[Information provided start]

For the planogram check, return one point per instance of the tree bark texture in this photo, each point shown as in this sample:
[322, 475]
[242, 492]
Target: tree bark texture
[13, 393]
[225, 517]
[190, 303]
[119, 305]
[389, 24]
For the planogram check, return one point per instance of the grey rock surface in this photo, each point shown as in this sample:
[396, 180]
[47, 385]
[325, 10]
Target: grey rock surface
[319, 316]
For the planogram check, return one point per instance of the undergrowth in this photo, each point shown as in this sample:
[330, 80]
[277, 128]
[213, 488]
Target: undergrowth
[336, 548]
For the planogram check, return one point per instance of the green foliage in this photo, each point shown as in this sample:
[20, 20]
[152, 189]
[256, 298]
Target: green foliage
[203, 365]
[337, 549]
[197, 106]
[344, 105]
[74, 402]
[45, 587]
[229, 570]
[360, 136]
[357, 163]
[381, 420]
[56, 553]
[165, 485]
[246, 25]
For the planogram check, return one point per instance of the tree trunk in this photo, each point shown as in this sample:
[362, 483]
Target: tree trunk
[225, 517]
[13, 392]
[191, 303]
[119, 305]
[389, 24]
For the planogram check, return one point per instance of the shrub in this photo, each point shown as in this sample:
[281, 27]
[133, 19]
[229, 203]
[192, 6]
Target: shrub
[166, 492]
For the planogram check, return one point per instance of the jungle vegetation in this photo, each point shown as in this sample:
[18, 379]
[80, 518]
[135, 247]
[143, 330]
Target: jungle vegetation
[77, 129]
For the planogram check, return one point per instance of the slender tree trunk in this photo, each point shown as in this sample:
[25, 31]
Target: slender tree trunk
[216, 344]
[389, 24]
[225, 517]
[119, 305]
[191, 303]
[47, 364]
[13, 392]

[Information provided end]
[Information provided start]

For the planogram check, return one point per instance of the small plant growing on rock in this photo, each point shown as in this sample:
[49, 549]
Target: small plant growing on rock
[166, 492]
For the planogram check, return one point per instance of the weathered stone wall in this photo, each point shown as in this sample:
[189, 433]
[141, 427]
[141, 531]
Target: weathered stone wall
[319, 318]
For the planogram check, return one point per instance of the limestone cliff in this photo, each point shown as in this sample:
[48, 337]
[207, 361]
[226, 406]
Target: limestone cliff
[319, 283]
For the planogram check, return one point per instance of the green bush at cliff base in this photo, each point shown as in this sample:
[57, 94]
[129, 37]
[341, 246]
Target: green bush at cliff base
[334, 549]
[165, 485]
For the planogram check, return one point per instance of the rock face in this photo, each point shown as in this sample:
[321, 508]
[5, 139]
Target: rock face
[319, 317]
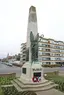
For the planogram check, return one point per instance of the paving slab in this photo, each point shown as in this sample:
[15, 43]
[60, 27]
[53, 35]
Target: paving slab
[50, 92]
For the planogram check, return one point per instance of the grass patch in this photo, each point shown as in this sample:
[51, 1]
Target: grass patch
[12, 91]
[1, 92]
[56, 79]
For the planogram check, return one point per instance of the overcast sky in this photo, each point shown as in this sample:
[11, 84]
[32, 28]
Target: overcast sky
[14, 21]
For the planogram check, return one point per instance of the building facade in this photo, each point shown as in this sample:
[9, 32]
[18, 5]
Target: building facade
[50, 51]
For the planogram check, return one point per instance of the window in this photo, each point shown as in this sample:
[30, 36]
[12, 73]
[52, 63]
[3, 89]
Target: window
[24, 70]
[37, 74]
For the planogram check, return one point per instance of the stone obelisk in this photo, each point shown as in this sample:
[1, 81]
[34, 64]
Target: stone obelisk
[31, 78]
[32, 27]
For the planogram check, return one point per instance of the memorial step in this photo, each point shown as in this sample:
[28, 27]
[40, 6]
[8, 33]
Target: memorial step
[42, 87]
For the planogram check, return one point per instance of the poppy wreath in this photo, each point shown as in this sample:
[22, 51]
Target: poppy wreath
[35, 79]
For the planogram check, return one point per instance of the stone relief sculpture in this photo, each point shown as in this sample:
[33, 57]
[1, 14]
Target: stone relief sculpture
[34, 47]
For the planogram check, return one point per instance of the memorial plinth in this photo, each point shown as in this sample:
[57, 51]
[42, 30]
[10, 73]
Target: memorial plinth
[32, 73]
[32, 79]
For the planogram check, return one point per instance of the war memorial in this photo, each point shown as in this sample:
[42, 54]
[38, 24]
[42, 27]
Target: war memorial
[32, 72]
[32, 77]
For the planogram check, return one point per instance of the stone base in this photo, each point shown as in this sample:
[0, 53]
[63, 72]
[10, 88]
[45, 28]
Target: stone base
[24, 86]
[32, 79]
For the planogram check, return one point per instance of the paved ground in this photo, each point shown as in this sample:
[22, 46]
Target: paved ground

[Information provided end]
[Information provided start]

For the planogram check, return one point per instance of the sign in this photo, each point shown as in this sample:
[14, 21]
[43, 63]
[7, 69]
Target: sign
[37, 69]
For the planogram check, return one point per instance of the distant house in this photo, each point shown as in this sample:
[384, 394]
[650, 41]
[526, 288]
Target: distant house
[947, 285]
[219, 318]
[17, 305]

[Information provided end]

Requirements »
Which lines in the data above contain the string "jungle"? Gather all of them and copy each line out in full.

Exercise solution »
For the planogram check, return one point per instance of the jungle vegetation in this photo, each point shown as in this sample:
Target: jungle vegetation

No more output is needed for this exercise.